* TASK BRIEF
Reproduce the records verbatim, beginning with the line that contains "- **What to find**: kitchen counter" and ending with the line that contains "[338,115,482,268]", both lines included.

(Bounding-box records)
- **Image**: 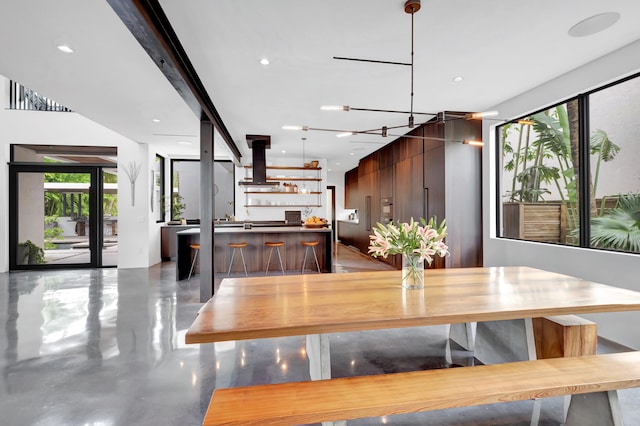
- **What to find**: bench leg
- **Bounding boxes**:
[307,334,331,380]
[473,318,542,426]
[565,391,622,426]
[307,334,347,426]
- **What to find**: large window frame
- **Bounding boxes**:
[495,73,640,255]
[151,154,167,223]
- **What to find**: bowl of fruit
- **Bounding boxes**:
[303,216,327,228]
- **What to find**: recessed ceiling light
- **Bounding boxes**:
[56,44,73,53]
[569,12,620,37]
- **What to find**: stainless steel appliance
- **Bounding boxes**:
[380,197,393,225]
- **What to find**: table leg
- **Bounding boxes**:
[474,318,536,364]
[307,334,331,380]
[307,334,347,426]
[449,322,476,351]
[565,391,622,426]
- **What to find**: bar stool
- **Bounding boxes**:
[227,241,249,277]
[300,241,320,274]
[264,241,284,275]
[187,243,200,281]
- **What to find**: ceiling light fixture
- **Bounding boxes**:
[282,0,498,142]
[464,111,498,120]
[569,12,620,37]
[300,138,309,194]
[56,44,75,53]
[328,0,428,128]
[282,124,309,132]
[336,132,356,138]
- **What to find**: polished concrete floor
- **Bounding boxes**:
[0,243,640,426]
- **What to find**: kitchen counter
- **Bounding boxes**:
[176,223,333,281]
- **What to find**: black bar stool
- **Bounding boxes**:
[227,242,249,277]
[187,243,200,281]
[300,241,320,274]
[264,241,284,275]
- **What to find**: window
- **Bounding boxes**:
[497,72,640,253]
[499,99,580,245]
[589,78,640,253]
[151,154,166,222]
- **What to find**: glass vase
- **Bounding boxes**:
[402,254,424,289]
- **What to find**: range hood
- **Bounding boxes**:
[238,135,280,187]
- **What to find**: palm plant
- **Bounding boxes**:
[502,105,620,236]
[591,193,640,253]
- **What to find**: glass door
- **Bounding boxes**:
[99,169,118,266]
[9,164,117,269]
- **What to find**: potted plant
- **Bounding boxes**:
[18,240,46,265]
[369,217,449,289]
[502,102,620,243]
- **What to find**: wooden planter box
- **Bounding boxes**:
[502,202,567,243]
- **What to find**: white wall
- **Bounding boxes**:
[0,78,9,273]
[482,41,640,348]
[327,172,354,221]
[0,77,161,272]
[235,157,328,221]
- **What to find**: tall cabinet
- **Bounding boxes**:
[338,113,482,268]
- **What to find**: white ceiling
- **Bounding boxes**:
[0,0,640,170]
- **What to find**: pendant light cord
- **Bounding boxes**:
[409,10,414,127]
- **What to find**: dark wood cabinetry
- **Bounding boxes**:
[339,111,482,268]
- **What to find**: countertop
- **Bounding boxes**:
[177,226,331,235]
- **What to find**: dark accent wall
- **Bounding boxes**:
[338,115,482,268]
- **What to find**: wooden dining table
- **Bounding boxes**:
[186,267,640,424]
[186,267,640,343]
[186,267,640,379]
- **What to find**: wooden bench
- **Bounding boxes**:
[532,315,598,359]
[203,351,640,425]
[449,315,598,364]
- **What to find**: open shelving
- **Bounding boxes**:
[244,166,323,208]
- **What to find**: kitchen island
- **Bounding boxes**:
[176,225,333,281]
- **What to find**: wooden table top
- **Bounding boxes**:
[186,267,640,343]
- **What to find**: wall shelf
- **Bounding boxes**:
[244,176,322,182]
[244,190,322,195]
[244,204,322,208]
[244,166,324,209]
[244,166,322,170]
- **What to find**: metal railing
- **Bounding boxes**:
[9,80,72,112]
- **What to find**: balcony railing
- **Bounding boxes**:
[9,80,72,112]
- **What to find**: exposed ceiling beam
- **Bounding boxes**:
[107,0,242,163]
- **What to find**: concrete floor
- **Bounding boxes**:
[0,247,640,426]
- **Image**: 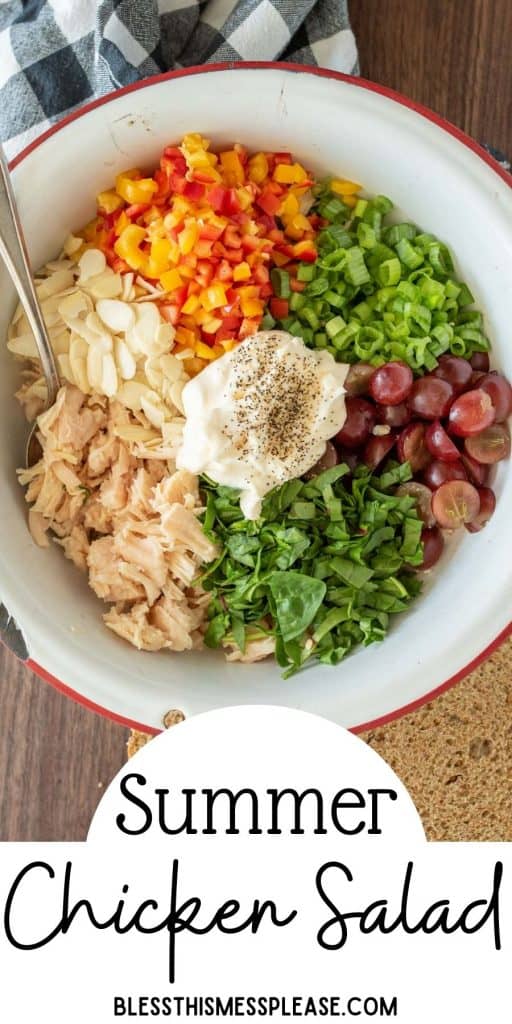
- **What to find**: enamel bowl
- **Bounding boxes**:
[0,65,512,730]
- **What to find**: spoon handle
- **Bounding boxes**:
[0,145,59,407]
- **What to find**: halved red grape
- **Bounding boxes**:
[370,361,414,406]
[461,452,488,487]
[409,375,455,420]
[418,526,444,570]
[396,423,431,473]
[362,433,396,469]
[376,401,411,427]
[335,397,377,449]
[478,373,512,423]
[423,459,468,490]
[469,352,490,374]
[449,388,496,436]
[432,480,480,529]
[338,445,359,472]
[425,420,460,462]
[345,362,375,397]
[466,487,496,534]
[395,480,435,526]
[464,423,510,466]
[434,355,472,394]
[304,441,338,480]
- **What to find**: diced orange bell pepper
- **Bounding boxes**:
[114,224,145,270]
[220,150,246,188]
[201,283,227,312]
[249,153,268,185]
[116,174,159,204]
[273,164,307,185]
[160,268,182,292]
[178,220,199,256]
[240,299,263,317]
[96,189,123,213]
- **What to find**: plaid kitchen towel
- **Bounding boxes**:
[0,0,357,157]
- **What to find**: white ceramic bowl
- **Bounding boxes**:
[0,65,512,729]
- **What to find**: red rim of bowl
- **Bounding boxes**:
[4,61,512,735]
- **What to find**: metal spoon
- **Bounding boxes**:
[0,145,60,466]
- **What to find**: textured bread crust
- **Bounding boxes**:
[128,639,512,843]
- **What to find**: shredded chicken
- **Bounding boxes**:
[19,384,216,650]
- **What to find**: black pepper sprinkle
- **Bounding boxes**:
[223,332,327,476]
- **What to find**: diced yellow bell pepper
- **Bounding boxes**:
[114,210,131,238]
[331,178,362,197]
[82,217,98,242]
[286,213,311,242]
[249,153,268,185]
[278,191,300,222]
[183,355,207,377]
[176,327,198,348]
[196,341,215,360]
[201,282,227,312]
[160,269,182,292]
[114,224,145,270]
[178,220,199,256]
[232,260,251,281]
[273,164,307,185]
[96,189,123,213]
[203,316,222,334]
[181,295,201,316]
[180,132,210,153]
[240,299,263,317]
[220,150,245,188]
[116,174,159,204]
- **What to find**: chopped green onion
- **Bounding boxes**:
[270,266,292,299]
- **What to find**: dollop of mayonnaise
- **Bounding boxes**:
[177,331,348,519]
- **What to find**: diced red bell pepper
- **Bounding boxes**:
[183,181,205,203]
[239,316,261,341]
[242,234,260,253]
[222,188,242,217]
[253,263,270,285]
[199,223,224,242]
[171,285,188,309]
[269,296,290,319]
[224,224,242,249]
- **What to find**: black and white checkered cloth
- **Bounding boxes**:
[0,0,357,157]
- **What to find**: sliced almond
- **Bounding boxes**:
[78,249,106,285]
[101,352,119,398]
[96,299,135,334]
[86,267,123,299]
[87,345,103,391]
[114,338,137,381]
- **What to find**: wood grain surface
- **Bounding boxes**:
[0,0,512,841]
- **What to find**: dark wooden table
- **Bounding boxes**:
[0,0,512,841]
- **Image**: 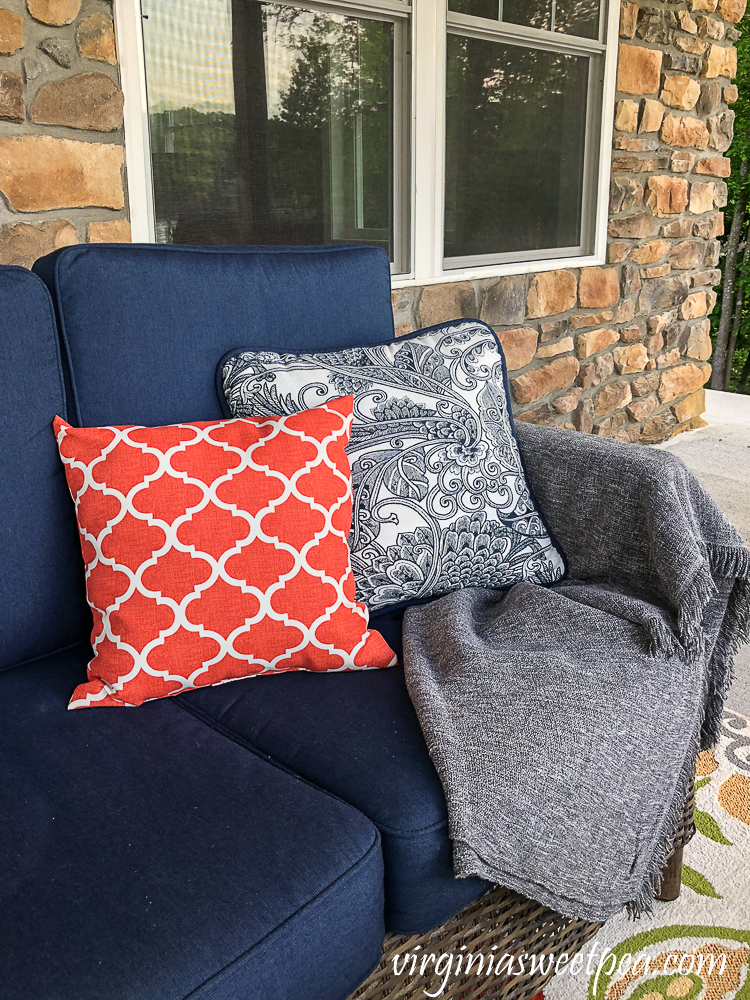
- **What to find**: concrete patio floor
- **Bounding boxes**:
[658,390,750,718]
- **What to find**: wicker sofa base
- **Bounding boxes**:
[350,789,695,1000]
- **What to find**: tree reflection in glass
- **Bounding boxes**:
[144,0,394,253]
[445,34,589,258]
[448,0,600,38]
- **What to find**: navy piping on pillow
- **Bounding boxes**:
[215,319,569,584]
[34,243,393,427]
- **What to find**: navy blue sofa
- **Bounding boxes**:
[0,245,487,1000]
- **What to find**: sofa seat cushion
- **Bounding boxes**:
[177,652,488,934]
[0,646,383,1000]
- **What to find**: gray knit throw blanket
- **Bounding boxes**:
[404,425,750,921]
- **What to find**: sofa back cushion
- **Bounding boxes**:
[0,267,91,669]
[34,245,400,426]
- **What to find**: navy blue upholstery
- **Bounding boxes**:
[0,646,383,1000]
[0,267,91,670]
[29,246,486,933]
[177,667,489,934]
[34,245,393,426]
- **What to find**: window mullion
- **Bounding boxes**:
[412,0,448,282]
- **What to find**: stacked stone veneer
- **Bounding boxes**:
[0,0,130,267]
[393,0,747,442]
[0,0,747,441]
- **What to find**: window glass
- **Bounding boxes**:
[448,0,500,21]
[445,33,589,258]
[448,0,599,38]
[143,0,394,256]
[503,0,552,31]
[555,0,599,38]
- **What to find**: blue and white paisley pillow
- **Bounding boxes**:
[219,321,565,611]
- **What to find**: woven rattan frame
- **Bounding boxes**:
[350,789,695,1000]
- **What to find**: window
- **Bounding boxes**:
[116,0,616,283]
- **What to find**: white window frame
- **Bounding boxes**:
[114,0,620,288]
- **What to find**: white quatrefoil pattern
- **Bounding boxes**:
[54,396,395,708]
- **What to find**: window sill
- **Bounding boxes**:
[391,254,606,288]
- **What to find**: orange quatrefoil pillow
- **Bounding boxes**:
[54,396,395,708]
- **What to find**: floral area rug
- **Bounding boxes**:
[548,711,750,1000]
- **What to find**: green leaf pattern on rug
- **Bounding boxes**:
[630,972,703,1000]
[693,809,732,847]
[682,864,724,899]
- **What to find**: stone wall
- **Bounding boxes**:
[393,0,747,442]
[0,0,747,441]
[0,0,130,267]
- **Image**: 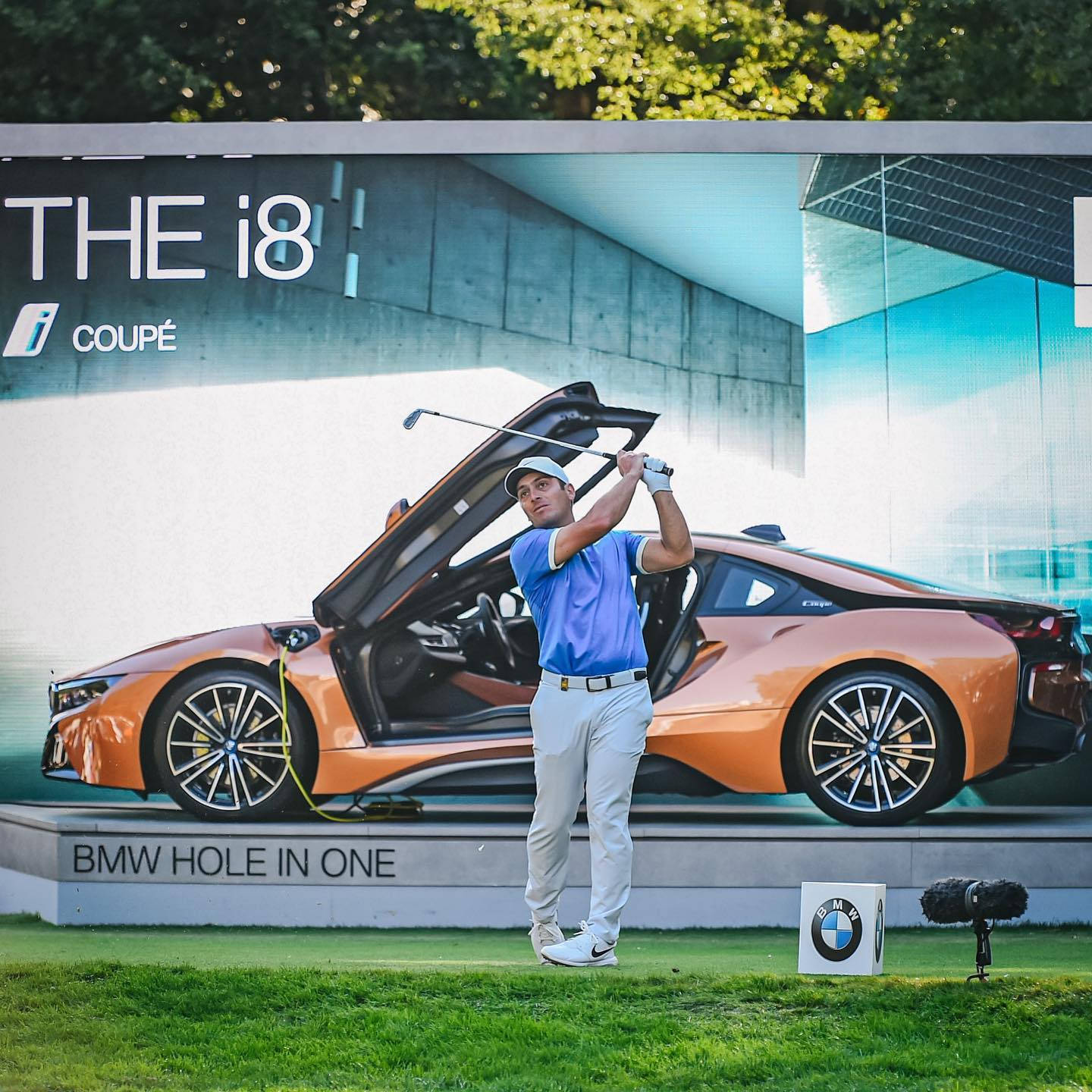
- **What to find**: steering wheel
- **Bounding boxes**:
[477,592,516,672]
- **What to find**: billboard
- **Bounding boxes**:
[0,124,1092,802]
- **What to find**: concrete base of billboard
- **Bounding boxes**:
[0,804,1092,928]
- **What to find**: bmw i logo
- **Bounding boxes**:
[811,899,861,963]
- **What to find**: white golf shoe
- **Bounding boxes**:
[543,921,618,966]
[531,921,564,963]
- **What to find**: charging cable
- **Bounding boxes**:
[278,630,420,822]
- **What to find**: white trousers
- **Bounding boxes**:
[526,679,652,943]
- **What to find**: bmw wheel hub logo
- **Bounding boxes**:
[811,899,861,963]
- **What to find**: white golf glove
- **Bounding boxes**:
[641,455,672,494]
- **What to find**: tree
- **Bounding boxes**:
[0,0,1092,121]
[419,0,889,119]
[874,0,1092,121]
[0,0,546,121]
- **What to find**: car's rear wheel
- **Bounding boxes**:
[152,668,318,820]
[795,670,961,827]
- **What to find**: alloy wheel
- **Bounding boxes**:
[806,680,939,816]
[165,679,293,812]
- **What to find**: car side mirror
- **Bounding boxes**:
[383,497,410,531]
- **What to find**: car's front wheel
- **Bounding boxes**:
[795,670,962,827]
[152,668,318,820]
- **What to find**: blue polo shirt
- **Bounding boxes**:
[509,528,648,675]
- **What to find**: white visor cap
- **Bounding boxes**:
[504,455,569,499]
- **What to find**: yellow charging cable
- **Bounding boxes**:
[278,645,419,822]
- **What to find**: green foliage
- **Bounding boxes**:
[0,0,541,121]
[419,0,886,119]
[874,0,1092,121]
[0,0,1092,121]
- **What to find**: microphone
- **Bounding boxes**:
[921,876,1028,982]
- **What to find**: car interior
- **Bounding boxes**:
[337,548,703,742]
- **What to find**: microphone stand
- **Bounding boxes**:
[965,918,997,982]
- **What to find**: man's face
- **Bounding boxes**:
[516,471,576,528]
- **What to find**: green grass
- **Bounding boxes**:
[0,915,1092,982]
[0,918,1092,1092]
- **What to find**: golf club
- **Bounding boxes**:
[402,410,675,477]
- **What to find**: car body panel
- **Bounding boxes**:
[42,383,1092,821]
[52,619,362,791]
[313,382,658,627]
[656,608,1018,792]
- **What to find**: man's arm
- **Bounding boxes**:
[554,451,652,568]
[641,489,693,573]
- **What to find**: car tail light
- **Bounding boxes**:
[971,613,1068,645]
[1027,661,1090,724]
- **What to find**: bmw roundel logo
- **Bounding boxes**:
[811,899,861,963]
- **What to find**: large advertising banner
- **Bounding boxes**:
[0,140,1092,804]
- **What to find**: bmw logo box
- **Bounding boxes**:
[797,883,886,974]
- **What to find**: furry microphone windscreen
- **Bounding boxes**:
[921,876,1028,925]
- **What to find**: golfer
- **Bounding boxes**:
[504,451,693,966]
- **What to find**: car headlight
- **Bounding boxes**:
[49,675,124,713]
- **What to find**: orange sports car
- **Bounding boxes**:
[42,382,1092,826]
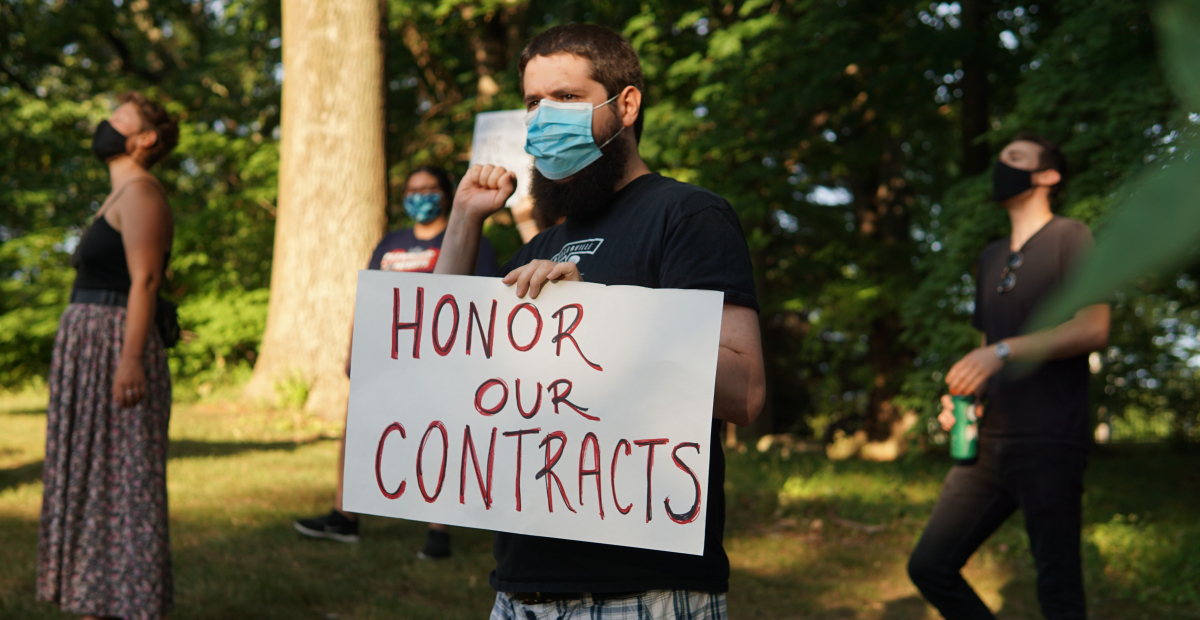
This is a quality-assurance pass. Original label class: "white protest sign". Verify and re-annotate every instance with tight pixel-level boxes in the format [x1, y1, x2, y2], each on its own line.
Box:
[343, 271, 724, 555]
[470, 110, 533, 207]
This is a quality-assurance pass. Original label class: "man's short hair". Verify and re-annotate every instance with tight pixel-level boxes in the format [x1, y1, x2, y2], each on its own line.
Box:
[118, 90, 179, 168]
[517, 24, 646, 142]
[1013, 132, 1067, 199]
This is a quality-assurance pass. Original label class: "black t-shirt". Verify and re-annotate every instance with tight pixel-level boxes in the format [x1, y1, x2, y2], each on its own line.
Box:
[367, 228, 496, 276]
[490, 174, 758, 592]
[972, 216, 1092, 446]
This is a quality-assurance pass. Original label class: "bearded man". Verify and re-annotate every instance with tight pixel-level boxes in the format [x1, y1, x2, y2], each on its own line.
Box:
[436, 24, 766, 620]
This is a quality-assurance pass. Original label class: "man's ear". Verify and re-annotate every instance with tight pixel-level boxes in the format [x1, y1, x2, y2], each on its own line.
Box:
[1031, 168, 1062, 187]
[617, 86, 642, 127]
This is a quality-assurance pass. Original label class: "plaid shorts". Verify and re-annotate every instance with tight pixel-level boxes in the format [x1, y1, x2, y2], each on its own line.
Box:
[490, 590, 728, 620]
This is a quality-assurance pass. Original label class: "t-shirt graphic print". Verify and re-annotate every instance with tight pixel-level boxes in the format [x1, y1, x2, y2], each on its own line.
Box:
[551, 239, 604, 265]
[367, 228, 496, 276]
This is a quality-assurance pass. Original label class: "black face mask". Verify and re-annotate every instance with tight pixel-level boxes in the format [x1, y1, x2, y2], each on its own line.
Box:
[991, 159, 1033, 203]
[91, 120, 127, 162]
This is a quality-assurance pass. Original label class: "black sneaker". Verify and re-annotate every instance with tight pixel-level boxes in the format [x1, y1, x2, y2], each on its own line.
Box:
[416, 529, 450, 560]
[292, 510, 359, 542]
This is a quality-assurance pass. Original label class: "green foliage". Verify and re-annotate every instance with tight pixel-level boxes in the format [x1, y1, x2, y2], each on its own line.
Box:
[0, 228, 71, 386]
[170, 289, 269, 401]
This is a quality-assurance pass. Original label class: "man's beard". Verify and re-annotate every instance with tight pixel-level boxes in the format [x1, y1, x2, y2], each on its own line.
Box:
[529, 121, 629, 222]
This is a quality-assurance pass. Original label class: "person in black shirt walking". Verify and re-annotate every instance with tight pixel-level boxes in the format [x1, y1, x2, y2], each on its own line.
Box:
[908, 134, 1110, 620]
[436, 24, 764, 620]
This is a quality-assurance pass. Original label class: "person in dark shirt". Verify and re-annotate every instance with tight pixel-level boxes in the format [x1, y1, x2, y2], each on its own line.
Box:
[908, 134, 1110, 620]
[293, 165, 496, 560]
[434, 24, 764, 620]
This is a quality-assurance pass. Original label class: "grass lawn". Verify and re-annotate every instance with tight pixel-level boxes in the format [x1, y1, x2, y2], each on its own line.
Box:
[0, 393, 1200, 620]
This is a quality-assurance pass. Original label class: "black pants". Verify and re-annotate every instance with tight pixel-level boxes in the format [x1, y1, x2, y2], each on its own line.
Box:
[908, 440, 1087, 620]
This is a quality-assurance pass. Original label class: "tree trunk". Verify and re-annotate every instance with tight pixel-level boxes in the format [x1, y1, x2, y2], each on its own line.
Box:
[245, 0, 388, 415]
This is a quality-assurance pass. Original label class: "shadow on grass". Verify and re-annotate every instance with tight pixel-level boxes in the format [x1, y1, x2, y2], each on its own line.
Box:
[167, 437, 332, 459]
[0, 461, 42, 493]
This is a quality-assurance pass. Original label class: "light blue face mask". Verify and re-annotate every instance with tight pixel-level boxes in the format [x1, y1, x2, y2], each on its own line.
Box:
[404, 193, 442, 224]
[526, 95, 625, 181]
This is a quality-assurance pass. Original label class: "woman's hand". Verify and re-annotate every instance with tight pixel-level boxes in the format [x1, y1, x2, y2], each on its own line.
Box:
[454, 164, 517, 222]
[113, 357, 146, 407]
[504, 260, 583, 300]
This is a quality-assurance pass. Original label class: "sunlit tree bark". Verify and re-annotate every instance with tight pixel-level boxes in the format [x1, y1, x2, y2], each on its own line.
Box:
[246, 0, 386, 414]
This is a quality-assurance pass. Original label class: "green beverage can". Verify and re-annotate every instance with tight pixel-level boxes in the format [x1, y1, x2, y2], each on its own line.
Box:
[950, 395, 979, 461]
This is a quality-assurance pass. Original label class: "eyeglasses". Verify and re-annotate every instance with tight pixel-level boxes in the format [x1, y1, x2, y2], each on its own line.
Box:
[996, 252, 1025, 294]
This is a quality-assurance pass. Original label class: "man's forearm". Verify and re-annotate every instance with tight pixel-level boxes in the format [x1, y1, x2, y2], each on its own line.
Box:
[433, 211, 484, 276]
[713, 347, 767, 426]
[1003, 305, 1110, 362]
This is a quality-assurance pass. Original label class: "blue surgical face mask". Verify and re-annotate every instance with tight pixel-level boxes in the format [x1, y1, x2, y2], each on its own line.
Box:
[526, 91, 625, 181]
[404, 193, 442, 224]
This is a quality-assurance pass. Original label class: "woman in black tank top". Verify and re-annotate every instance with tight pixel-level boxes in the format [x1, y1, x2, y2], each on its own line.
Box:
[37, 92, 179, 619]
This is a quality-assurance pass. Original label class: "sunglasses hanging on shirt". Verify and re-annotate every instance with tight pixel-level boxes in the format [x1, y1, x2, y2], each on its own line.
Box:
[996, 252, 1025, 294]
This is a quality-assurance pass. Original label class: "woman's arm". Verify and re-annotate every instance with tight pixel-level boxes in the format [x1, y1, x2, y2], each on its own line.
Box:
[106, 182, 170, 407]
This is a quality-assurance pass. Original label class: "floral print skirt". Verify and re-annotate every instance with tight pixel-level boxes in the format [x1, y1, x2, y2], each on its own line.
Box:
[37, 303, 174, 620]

* THE RESPONSE
- **What to find**: kitchen counter
- **Bounding boxes**:
[176,223,333,281]
- **What to find**: black bar stool
- **Bounding boxes**:
[227,242,249,277]
[187,243,200,281]
[300,241,320,274]
[264,241,284,275]
- **What to find**: window
- **Bounding boxes**:
[497,72,640,253]
[499,99,580,245]
[589,78,640,253]
[151,154,166,222]
- **What to find**: glass vase
- **Bounding boxes**:
[402,254,424,289]
- **What to find**: range hood
- **Bounding boxes**:
[238,135,280,187]
- **What to find**: palm plant
- **Bounding boxes**:
[502,105,620,236]
[591,193,640,253]
- **What to find**: glass door
- **Bounding boxes**:
[99,169,118,266]
[9,164,117,269]
- **What to find**: potted plant
- **Bounding boxes**:
[18,240,46,265]
[369,217,449,289]
[502,102,620,243]
- **What to find**: wooden planter box
- **Bounding boxes**:
[502,202,567,243]
- **What to find**: white wall
- **Bounding boxes**:
[0,78,9,273]
[482,41,640,348]
[327,172,354,221]
[0,77,161,272]
[235,157,328,221]
- **What to find**: tall cabinet
- **Bounding boxes**:
[338,113,482,268]
- **What to find**: white ceiling
- **Bounding boxes**:
[0,0,640,170]
- **What to find**: pendant light cord
- **Bounding boxes**:
[409,10,414,127]
- **What to find**: dark wood cabinetry
- **Bounding boxes**:
[339,111,482,268]
- **What to find**: countertop
- **Bounding boxes**:
[177,226,331,235]
- **What to find**: dark accent wall
- **Bounding boxes**:
[338,115,482,268]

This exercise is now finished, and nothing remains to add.